Write out all the records below again, putting "farthest from its edge" wherever "farthest from its outline" appears and keeping everything else the same.

▶ EXTRACTED INFORMATION
--- --- ---
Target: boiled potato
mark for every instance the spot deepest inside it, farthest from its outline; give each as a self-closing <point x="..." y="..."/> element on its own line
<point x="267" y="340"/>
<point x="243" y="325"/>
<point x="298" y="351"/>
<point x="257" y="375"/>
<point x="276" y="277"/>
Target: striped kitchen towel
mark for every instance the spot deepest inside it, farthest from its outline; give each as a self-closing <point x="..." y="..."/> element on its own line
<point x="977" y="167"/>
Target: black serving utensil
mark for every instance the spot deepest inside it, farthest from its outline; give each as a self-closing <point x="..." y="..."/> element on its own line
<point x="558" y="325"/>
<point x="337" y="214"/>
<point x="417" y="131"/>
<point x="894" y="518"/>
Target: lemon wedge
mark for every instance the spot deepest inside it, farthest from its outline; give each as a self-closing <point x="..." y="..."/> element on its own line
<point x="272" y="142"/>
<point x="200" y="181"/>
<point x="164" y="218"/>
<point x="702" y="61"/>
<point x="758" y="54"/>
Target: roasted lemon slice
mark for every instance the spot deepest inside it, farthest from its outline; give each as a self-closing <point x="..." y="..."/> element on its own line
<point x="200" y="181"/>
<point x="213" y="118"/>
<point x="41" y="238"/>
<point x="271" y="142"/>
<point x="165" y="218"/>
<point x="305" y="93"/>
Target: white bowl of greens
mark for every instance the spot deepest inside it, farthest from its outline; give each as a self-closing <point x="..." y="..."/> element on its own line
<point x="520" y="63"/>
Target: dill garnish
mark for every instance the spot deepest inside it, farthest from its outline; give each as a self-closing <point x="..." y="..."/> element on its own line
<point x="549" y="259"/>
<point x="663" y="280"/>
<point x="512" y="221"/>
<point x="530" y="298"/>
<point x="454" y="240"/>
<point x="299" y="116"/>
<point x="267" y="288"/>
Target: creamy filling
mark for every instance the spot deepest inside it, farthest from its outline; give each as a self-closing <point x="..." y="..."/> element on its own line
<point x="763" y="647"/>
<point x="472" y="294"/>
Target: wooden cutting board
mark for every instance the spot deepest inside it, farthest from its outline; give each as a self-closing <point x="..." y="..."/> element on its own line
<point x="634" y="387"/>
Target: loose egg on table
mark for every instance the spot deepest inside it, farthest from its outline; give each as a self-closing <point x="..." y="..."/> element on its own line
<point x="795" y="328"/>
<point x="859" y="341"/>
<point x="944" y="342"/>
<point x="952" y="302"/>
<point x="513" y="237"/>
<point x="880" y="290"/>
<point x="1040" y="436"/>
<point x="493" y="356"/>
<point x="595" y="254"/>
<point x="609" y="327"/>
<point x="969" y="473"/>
--- --- ---
▶ SOLUTION TO THE PROBLEM
Target: boiled potato
mark for every instance the spot deepest inside it, farthest from its edge; give each as a self-closing <point x="..." y="..."/> element on its own line
<point x="267" y="340"/>
<point x="243" y="325"/>
<point x="298" y="351"/>
<point x="257" y="375"/>
<point x="276" y="277"/>
Target: striped kitchen towel
mark for every instance the spot deepest inside it, farthest from its edge; give each as a self-closing <point x="..." y="..."/> element on its own line
<point x="977" y="167"/>
Target: black serving utensil
mark for every instance the spot deepest inside it, farthest from its edge; give each as a self-closing <point x="..." y="..."/> element on its own line
<point x="558" y="325"/>
<point x="337" y="214"/>
<point x="417" y="131"/>
<point x="894" y="518"/>
Target: lemon wedge
mark for every instance the spot deepest inside it, farthest from its edge; give each as a self-closing <point x="..." y="..."/> element on its own line
<point x="272" y="142"/>
<point x="200" y="181"/>
<point x="164" y="218"/>
<point x="702" y="61"/>
<point x="758" y="54"/>
Target: roasted lemon slice
mark for every instance the spot deepest inside it, farthest from its edge; give each as a self-closing <point x="..." y="..."/> element on its own line
<point x="200" y="181"/>
<point x="213" y="118"/>
<point x="41" y="238"/>
<point x="271" y="142"/>
<point x="165" y="218"/>
<point x="305" y="93"/>
Target: white bowl of greens
mark for every instance the spot deepest inside it, farthest from its edge; give each as a self-closing <point x="..." y="..."/> element on its own line
<point x="520" y="63"/>
Target: dill garnish
mark for every instance the spot deepest inside it, farthest from its edge; give each as a self-closing <point x="..." y="..."/> element on its own line
<point x="549" y="259"/>
<point x="663" y="280"/>
<point x="512" y="221"/>
<point x="530" y="298"/>
<point x="454" y="240"/>
<point x="299" y="116"/>
<point x="267" y="288"/>
Target: creamy filling
mark for every instance the spot deepest inside it, farthest from its edge; give each as a self-closing <point x="..." y="..."/> element on its own line
<point x="763" y="647"/>
<point x="472" y="294"/>
Target: wooden cutting board
mark for every instance the spot deepest inside it, farthest from its edge; give each as a self-closing <point x="..." y="..."/> element on its own line
<point x="634" y="387"/>
Target: loose egg on table
mark for every instance the spot deepest inside it, farthest from its edge; give each as a self-closing <point x="..." y="..."/> element on its own line
<point x="795" y="328"/>
<point x="859" y="341"/>
<point x="944" y="342"/>
<point x="952" y="302"/>
<point x="513" y="237"/>
<point x="880" y="290"/>
<point x="1040" y="436"/>
<point x="493" y="356"/>
<point x="595" y="254"/>
<point x="609" y="327"/>
<point x="969" y="473"/>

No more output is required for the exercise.